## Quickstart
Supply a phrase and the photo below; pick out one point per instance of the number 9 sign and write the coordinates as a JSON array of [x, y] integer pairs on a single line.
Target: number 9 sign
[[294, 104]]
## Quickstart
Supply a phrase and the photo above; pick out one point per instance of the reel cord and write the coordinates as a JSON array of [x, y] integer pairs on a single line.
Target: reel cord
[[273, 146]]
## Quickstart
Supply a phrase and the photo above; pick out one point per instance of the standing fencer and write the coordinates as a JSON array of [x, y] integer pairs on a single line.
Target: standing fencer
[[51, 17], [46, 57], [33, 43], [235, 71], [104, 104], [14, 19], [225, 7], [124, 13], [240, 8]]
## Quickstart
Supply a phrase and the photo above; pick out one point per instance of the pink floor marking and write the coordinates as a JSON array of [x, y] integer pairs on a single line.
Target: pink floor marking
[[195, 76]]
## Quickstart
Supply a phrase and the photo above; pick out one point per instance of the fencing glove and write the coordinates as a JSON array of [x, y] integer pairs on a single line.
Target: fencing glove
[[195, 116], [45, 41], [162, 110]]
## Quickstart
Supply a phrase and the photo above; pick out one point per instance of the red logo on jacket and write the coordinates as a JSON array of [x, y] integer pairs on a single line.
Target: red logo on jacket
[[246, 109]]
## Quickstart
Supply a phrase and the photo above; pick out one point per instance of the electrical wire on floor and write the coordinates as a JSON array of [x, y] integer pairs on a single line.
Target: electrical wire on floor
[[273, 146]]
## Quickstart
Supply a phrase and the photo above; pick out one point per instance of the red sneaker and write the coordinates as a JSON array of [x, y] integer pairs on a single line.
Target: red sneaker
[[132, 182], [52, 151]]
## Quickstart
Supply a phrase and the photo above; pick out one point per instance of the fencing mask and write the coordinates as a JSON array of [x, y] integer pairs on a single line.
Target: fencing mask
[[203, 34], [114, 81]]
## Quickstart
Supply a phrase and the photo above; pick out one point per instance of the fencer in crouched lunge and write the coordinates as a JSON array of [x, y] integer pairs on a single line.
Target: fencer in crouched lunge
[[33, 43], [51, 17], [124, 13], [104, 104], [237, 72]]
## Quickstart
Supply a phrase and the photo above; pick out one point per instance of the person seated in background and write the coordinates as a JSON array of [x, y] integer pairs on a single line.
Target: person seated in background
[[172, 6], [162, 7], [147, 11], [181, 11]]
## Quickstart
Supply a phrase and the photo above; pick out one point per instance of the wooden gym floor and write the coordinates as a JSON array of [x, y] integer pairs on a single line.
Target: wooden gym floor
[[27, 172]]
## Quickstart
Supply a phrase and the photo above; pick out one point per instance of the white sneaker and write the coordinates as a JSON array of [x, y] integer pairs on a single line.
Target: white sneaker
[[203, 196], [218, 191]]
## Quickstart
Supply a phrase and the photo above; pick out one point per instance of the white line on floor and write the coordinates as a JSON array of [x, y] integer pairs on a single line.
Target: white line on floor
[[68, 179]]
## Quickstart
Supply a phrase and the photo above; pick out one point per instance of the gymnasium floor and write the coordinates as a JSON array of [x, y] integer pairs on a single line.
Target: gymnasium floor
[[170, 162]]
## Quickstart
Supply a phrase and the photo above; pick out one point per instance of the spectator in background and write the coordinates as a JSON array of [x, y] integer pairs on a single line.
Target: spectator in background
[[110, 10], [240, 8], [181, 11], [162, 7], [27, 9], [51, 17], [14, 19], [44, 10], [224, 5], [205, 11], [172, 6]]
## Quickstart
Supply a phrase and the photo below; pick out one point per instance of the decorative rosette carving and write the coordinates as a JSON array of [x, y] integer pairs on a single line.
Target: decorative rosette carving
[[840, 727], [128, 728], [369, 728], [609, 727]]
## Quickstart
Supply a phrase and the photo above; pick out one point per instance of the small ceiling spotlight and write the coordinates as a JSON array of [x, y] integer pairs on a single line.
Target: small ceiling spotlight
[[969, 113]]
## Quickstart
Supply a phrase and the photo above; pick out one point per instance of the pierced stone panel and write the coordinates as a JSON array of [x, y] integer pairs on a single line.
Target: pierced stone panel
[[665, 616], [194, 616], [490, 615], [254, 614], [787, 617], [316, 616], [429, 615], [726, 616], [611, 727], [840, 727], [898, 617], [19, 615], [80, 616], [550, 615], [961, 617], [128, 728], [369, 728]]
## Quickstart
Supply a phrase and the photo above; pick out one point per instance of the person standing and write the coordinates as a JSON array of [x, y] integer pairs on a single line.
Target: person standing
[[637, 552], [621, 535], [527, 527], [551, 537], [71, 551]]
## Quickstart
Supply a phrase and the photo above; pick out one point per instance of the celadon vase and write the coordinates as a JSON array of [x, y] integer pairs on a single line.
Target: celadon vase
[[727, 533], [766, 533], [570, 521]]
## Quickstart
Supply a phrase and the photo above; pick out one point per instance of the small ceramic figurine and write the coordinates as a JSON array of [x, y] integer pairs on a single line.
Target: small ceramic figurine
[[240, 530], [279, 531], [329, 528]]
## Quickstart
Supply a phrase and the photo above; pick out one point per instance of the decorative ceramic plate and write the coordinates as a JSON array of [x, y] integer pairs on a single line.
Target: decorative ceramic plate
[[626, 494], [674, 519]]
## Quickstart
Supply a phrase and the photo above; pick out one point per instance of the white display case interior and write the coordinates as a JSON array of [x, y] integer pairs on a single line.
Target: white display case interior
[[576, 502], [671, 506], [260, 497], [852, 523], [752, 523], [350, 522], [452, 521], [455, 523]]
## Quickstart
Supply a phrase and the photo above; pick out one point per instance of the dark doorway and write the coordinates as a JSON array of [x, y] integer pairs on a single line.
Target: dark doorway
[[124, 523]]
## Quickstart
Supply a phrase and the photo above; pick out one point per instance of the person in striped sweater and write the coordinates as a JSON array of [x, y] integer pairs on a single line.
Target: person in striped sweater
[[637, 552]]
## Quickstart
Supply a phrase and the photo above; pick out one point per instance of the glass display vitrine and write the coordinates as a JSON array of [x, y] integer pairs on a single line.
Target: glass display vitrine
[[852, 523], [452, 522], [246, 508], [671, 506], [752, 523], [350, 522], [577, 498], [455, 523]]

● ● ● ● ● ● ●

DIRECTIONS FOR THIS TASK.
Please give every line of the entries above as a JSON list of strings, with one string per line and blank lines omitted.

PROBLEM SOLUTION.
[
  "## Quickstart",
  "Supply a phrase and the photo below; pick out one point per instance of the number 9 sign and write the coordinates as a JSON array of [x, y] integer pairs on a single line.",
  "Target: number 9 sign",
  "[[294, 104]]",
  "## Quickstart",
  "Supply a phrase and the photo above; pick out one point per instance of the reel cord and write the coordinates as a JSON array of [x, y] integer pairs on a single line.",
  "Target: reel cord",
  "[[273, 146]]",
  "## Quickstart",
  "Supply a phrase and the photo above; pick out one point per instance of the standing fencer and write the coordinates as a JSON array of [x, y] integer pairs on a single line.",
  "Target: standing fencer",
  "[[51, 17], [46, 57], [33, 43], [235, 71], [104, 104], [14, 19], [225, 7], [124, 13], [240, 8]]",
  "## Quickstart",
  "Supply a phrase and the photo above; pick out one point per instance of the pink floor marking and write the coordinates as a JSON array of [x, y] integer pairs on a single line.",
  "Target: pink floor marking",
  "[[195, 76]]",
  "## Quickstart",
  "Supply a phrase and the photo above; pick out one point per instance of the fencing glove and write the coordinates as a JSON array of [x, y] integer pairs on a single line.",
  "Target: fencing glove",
  "[[195, 116], [45, 41], [162, 110]]",
  "## Quickstart",
  "Supply a phrase and the photo above; pick out one point per instance of the red logo on jacket and write the coordinates as a JSON array of [x, y] integer pairs on a single line.",
  "Target: red logo on jacket",
  "[[246, 109]]",
  "## Quickstart",
  "Supply a phrase and the photo above; pick out one point per instance of the electrical wire on floor and write the coordinates as a JSON array of [x, y] integer pairs on a single line.",
  "Target: electrical wire on floor",
  "[[273, 146]]",
  "## Quickstart",
  "Supply a phrase and the photo above; pick out one point per instance of the red sneaker and write the coordinates as a JSON array of [x, y] integer pairs on a single line.",
  "Target: red sneaker",
  "[[132, 182], [52, 151]]",
  "## Quickstart",
  "Supply a phrase and the photo above; pick out one point per instance of the fencing mask and write the coordinates as a JSON array of [x, y] integer pairs on a single line.",
  "Target: fencing mask",
  "[[203, 34], [114, 81]]",
  "## Quickstart",
  "Supply a phrase and the photo above; pick out one point per instance of the fencer in crouched lunge and write the coordinates as a JSON array of [x, y] integer pairs on a single line.",
  "Target: fencer in crouched lunge",
  "[[33, 43], [51, 17], [124, 13], [104, 104], [237, 72]]",
  "## Quickstart",
  "Supply a phrase and the photo above; pick out one point per instance of the person seated in background and write the coordinates as a JSON array of [x, y] integer pairs on a single line.",
  "Target: person seated in background",
  "[[172, 6], [162, 7], [147, 11], [181, 11]]",
  "## Quickstart",
  "Supply a phrase and the photo above; pick out one point per instance of the wooden gym floor and write the coordinates as a JSON array of [x, y] integer pairs on a single line.",
  "Target: wooden gym floor",
  "[[27, 172]]",
  "## Quickstart",
  "Supply a phrase and the photo above; pick out one point per instance of the white sneaker and write the coordinates as a JSON array of [x, y] integer pairs on a single line.",
  "Target: white sneaker",
  "[[203, 196], [218, 191]]",
  "## Quickstart",
  "Supply a phrase and the photo above; pick out one point per instance of the white line on floor and write the coordinates as a JSON array of [x, y] integer pairs on a single line.",
  "Target: white line on floor",
  "[[68, 179]]",
  "## Quickstart",
  "Supply a phrase and the photo above; pick out one point per instance of the gymnasium floor and write the coordinates as a JSON array of [x, y] integer pairs on a single line.",
  "Target: gymnasium floor",
  "[[170, 162]]",
  "## Quickstart",
  "Supply a phrase and the photo above; pick out one point per instance of the spectator in background and write the coordinates as a JSON array of [x, y] integer pairs on a single line.",
  "Target: spectator in background",
  "[[110, 10], [240, 8], [181, 11], [162, 7], [27, 9], [51, 17], [14, 19], [44, 10], [224, 5], [205, 11], [172, 6]]",
  "## Quickstart",
  "Supply a phrase and the photo below; pick out one point per instance of the decorative rosette carving and write the coordinates as a JSON array of [x, y] integer pairs on a single line.",
  "Target: decorative rosette carving",
  "[[840, 727], [128, 728], [369, 728], [609, 727]]",
  "## Quickstart",
  "Supply a phrase and the photo above; pick out one point per instance of the small ceiling spotlight and write the coordinates as a JSON array of [x, y] integer pairs on a single line.",
  "Target: small ceiling spotlight",
  "[[969, 113]]",
  "## Quickstart",
  "Supply a phrase and the photo above; pick out one point per instance of the pierced stone panel and write the coordinates as a JSON array of [x, y] integer pairs on a single line.",
  "Target: pierced stone panel",
  "[[665, 616], [194, 616], [490, 615], [254, 614], [787, 617], [316, 616], [429, 615], [726, 616], [611, 727], [840, 727], [898, 617], [19, 615], [80, 616], [550, 615], [961, 617], [128, 728], [369, 728]]",
  "## Quickstart",
  "Supply a phrase and the photo above; pick out one point per instance of the person standing and write the coordinates as a JSON array of [x, y] integer pairs on a single line.",
  "Target: person standing",
  "[[637, 552], [621, 535], [527, 527], [551, 537], [71, 551]]",
  "## Quickstart",
  "Supply a phrase and the photo above; pick out one point per instance of the celadon vase and write the coordinates as a JSON array of [x, y] integer pairs on a single line.",
  "Target: celadon vase",
  "[[727, 533], [766, 533], [570, 521]]",
  "## Quickstart",
  "Supply a phrase and the photo above; pick out one point per instance of the small ceramic figurine and write the coordinates as a JSON array of [x, y] integer pairs on a single line.",
  "Target: small ceramic figurine",
  "[[240, 530], [279, 531], [329, 528]]",
  "## Quickstart",
  "Supply a phrase and the photo above; pick out one point per instance of the decorative ceramic plate and write the coordinates as a JSON array of [x, y] integer pairs on a single line.",
  "Target: decorative ceramic plate",
  "[[626, 494], [674, 519]]",
  "## Quickstart",
  "Supply a phrase and the photo above; pick out one point per instance of the white display case interior and write the coordinates as a JSON array of [x, y] integer pairs on a single line.",
  "Target: white display case interior",
  "[[576, 502], [671, 506], [260, 497], [852, 523], [752, 523], [350, 522], [452, 521], [455, 523]]",
  "## Quickstart",
  "Supply a phrase and the photo above; pick out one point per instance of the dark doorway and write the coordinates as a JSON array of [x, y] integer pairs on a single line.",
  "Target: dark doorway",
  "[[124, 523]]",
  "## Quickstart",
  "Supply a phrase and the photo above; pick out one point per instance of the person in striped sweater and write the coordinates as a JSON array of [x, y] integer pairs on a single line.",
  "Target: person in striped sweater",
  "[[637, 552]]",
  "## Quickstart",
  "Supply a phrase and the photo above; pick out one point per instance of the glass display vitrine and write the coordinates as a JSON array of [x, y] integer pairs on a single line.",
  "Target: glass display vitrine",
  "[[852, 523], [452, 522], [246, 508], [671, 506], [752, 523], [350, 522], [577, 498], [455, 523]]"
]